■ **SOURCE EXCERPT**
The providers who see that there needs to be more than 12 hours of child care include the Affinity Education Group, Goodstart Early Learning, KU Children's Services, Early Childhood Management Services, SDN Children's Services, and Bestchance Child Family Care. In my electorate we have providers from a range of the organisations that are providing child care in the Hawkesbury and the Blue Mountains to children who absolutely deserve to get the best possible education. What is more, their families deserve to have the support they need so that they can either continue working or know that their child is having the benefit of a safe and secure environment. It is not just those families who benefit from it; the whole society will benefit from knowing that we have done the best by our children.
This is not something that will affect me as a parent. My children are beyond that, but it will affect me and many others as grandparents. If you fail to properly support families to pay for quality child care, you are forcing them to fall back on other supports. Of course, we know grandparents are the ones who are picking up a lot of the slack in this area, not necessarily because it is absolutely their first choice. Most grandparents tell me they love looking after their grandchildren from time to time or a day or two a week. Most of them, though, say they do not necessarily want to be the full-time carer for a grandchild. That is not what they planned in life. My mother has played a huge role in helping to raise and care for my children and she still does that for my niece and nephew, who are only in primary school, but as legislators we cannot shift the burden to that part of society as we seem to do so often, saying, 'The government's saying there's not enough money to do more than this. Let's just make the community pay it.' The community is pulling its weight in so many ways. From what I see, the majority of the community is what the other side would call 'the lifters'. They are pulling their weight, they are volunteering, they are looking after grandkids and they are contributing to society in a range of ways. Any flaw in this policy is only going to put a greater burden on that age group. I have to say that I am not sure my children would love having me as the carer for their children. Perhaps in the interests of my children's sanity, we should relook at this package.
This side of the House is very happy to try to fix these flaws. It is not too late. It is not too late to take a principled decision and say, 'You know what, the youngest part of our society is actually a great place to invest, supporting the educational outcomes for the youngest children in our society so that they have easier transitions into primary school and mothers feel less guilt about going to work.' This place knows all too well the pressures of working parents and how important it is to know that, when you are working—I do not think it matters whether you are male or female—your children are being cared for and educated in the best possible place. Sadly, this legislation does not help achieve that. I urge the government to think again on this. It is one thing to split the bill, but it is another to go forward with such a flawed piece of legislation.
10:43 am
Emma Husar (Lindsay, Australian Labor Party) Share this | Link to this | Hansard source
I rise to make a contribution and to support the member for Adelaide, followed by the member for Macquarie, on the Family Assistance Legislation Amendment (Jobs for Families Child Care Package) Bill, both of whom, like me, are parents. Make no mistake, the revised bill has the sole purpose of stripping money from those who can least afford it. It attacks low-income families again and it attacks single parents, Indigenous families and our most important people, the young people of this country. The government is absolutely shameless. Only a few short days ago, thousands of low-paid workers across Australia were told they would be losing their Sunday penalty rates, resulting in a significant cut to their take-home pay, and here the Liberals are again making a decision that goes after the little guys. Here they are talking about cutting payments and leaving 1.5 million Australian families worse off. Here they are, just weeks after the shameful Closing the gap report was handed down, talking about cutting Indigenous childcare and early learning programs. They have not yet been able to point out or to explain how pushing 300 Indigenous and mobile providers into mainstream funding arrangements will work, and they have not been able to guarantee that these services will not be forced to close. This is two-thirds of our Indigenous early education centres.

■ **INFORMATION GIVEN**

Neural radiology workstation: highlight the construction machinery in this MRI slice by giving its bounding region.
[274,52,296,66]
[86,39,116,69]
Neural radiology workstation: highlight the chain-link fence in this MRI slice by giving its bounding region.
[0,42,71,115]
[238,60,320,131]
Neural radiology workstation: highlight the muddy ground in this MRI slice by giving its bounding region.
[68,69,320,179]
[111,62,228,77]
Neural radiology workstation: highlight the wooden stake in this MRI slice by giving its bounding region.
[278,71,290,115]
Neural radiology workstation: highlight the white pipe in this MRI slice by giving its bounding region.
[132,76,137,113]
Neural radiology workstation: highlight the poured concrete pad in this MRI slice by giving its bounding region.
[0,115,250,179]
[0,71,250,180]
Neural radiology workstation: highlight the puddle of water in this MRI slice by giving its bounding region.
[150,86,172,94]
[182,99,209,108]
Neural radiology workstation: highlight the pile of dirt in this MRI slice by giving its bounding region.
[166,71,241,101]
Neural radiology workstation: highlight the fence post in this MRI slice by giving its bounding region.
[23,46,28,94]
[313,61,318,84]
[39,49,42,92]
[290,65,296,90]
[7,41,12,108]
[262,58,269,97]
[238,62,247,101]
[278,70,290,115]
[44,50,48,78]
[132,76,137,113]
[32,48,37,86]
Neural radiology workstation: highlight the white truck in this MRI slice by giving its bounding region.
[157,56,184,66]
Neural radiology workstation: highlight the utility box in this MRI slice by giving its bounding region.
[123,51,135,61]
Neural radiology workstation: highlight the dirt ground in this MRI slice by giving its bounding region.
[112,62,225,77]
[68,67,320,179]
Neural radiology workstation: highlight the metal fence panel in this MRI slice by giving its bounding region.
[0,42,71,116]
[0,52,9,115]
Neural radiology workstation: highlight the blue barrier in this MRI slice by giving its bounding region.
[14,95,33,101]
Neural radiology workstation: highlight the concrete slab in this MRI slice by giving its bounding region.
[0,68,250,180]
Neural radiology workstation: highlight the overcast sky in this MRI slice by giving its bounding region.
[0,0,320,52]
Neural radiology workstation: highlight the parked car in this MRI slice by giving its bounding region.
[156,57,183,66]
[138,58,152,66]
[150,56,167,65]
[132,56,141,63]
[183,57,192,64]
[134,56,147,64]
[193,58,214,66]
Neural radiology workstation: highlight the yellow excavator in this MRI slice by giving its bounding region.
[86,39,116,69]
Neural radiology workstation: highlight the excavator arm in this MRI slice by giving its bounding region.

■ **TASK BRIEF**
Write the next part of the child care bill debate transcript, picking up right after its final sentence.

■ **ANSWER TO THE PROBLEM**
There is nothing agile or innovative about this agenda; there are just cuts to programs that were designed to assist those who most need it. There is no progress to be made or advancement for a fairer society; there are just plain old cuts to those, again, who can least afford it. No wonder the people of Australia think so little of the people in here, particularly of those in the government. The constant need to rip away services from those struggling people in our communities is deeply offensive. It illustrates perfectly the priorities of this Liberal government.
In fact, the following groups, which were mentioned by the member for Macquarie, have said just how bad it is. You have representative organisations including the Australian Childcare Alliance, Early Childhood Australia, Early Learning and Care Council of Australia, Family Day Care Australia, Early Learning Association Australia, Creche and Kindergarten Association, UnitingCare Australia, Mission Australia, Anglicare Australia, Gowrie Australia, The Benevolent Society, Social Ventures, Brotherhood of St Laurence, United Voice and The Parenthood. These are groups attached to the area that we are speaking on—early childhood. They are the representative bodies. I would refer to them as the experts; I would definitely not refer to the government in here as the experts in this field.
If hearing from the experts were not enough for this government, we then flick over to the providers, whom again, the member for Macquarie already mentioned. We have the Affinity Education Group, Goodstart Early Learning, KU Children's Services, Early Childhood Management Services, SDN Children's Services and bestchance Child Family Care. I make a rule when I have a decision to make: I consult widely and I usually defer to the experts. So I am quite confused as to why the government would not listen to those people who are experts in this, rather than being obsessed by a budget bottom line and wanting to give $50 billion to corporations and to take money away from those who can least afford it.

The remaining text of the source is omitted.